[Opdrachten]:
(A) Neem uit de geciteerde passage woordelijk alles over van "Daarin buigt het" tot en met "aldus de verdediging.".
(B) Leg in één tot drie zinnen uit waarom de verdediging volgens de geciteerde passage om vrijspraak van de verdachte vroeg.
(C) Van welke rechter kwamen de prejudiciële vragen waarover het HvJ EU zich volgens de geciteerde passage boog?

Een officier van justitie blijkt op de zitting met een lekke band aan te komen. Mag de strafrechter dan optreden als fietsenmaker? Deze vraag kwam bij ons op naar aanleiding van een recent arrest van het Hof van Justitie van de Europese Unie (HvJ EU).

Daarin buigt het HvJ EU over een aantal prejudiciële vragen van de Bulgaarse strafrechter. Die moest een oordeel vellen over een tenlastelegging waaruit bleek dat de officier van justitie een Bulgaarse opsporingsambtenaar ervan verdacht dat hij zich had laten omkopen. Ter zitting verzocht de verdediging de verdachte hiervan vrij te spreken, omdat van corruptie geen sprake zou zijn. Zou al een strafbaar feit zijn gepleegd, dan toch oplichting, aldus de verdediging.

[Aangeleverde gegevens]:
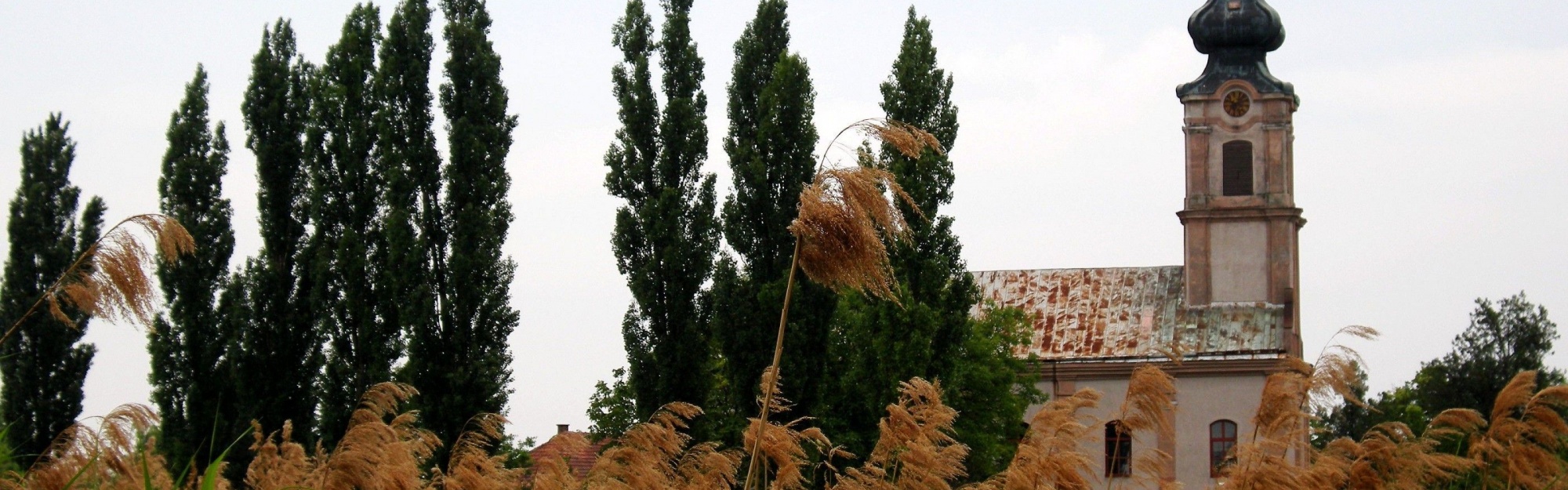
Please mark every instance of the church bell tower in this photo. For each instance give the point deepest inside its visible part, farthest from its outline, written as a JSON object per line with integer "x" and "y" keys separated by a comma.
{"x": 1241, "y": 217}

[Antwoorden]:
(A)
Daarin buigt het HvJ EU over een aantal prejudiciële vragen van de Bulgaarse strafrechter. Die moest een oordeel vellen over een tenlastelegging waaruit bleek dat de officier van justitie een Bulgaarse opsporingsambtenaar ervan verdacht dat hij zich had laten omkopen. Ter zitting verzocht de verdediging de verdachte hiervan vrij te spreken, omdat van corruptie geen sprake zou zijn. Zou al een strafbaar feit zijn gepleegd, dan toch oplichting, aldus de verdediging.

(B) Volgens de verdediging was er geen sprake van corruptie. Als er al een strafbaar feit was gepleegd, ging het volgens haar om oplichting.

(C) Van de Bulgaarse strafrechter.